═════ Text under study

Aphids of P. baenzigeri are likely to be eaten by some rodents. It has been repeatedly observed that aphids were obliterated along two parallel lines from an otherwise homogeneously dense colony, which were evidently marked with the incisor teeth by a rodent harvesting the aphids. Indeed, a squirrel, Callosciurus erythraeus (Pallas), was seen to eat aphids of the congener P. carolinensis on a bamboo branch near the foot of Doi Suthep, Chiang Mai (on 1 January 2006).
Alates of P. baenzigeri appeared from the end of September to mid October. All alate specimens we examined contained hornless, sexual embryos, indicating that they were sexuparae that would fly to the primary host, Styrax trees. The primary-host generation is yet unknown.
Paper copies of this article will be deposited in the following libraries. Senckenberg Library, Frankfurt Germany; National Museum of Natural History, Paris, France; Field Museum of Natural History, Chicago, Illinois USA; the University of Wisconsin, Madison, USA; the University of Arizona, Tucson, Arizona USA; Smithsonian Institution Libraries, Washington D.C. U.S.A.; The Linnean Society, London, England.
We are grateful to Dr. Hans Bänziger (Department of Entomology, Faculty of Agriculture, Chiang Mai University), the first discoverer of the new species, who offered us the materials and biological information about the species and who kindly checked the manuscript. We thank Dr. J. Dransfield, Mr. N. Wyatt, Dr. H. Kurahashi and Dr. Seiki Yamane for their identification of the bamboo, the syrphids, the calliphorids and the ants, respectively, and Mr. P. Sukumalanand and Mrs. Saengdao Panthi for their help to Hans Bänziger. This study was supported by a Grant-in-Aid for Scientific Research (no. 1737002815 to S.A.) from the Ministry of Education, Culture, Sports, Science and Technology of Japan. W.S. was also supported by a 21st COE Program on “Neo-Science of Natural History” at Hokkaido University financed by the Ministry and thanks Dr. Shin-ichi Akimoto for his help during her stay in Sapporo.

══════════
═════ Information provided

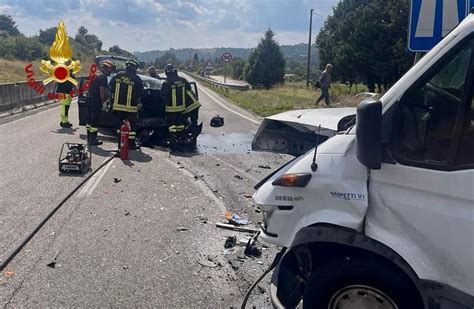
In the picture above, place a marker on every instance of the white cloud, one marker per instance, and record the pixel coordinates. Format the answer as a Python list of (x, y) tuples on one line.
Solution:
[(140, 25)]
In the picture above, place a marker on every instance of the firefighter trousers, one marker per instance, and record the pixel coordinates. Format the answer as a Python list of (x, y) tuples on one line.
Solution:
[(93, 116), (64, 104)]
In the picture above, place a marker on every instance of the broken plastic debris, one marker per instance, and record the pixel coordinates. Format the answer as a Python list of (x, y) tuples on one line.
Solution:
[(8, 274), (230, 242), (207, 263), (235, 219), (253, 251)]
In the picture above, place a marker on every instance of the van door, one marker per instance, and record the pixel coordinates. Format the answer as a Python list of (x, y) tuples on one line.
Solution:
[(422, 206)]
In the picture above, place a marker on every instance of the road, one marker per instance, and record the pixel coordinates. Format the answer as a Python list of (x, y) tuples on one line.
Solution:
[(146, 239), (229, 81)]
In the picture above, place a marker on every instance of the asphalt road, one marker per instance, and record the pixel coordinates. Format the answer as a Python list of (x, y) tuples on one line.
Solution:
[(147, 240)]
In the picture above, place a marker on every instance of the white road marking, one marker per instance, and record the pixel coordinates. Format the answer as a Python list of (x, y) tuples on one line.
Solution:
[(90, 186), (217, 101), (235, 168), (45, 107), (204, 188)]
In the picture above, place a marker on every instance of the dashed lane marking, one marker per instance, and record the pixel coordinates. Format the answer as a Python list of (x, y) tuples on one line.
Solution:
[(217, 101), (90, 186)]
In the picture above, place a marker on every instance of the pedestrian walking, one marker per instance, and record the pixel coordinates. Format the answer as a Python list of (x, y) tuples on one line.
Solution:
[(325, 82), (97, 96), (64, 89), (127, 89)]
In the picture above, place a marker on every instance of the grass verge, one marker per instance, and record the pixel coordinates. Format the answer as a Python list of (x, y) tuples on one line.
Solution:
[(12, 71), (290, 96)]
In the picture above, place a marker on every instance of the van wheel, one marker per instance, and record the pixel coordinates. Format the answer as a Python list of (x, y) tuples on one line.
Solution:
[(355, 282)]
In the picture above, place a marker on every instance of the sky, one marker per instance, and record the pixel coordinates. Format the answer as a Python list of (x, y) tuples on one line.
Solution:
[(142, 25)]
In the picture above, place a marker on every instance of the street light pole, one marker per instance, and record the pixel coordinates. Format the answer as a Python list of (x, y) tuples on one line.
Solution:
[(309, 47)]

══════════

*Tasks for this exercise*
1. Answer these from the aphid text:
(a) During what period did alates of P. baenzigeri appear?
(b) Which animal was seen eating aphids of P. carolinensis near the foot of Doi Suthep?
(c) Who identified the ants?
2. List every library that the aphid text says will receive paper copies of the article.

*Responses*
1.
(a) From the end of September to mid October.
(b) A squirrel, Callosciurus erythraeus (Pallas).
(c) Dr. Seiki Yamane.

2.
- Senckenberg Library, Frankfurt, Germany
- National Museum of Natural History, Paris, France
- Field Museum of Natural History, Chicago, Illinois, USA
- The University of Wisconsin, Madison, USA
- The University of Arizona, Tucson, Arizona, USA
- Smithsonian Institution Libraries, Washington, D.C., USA
- The Linnean Society, London, England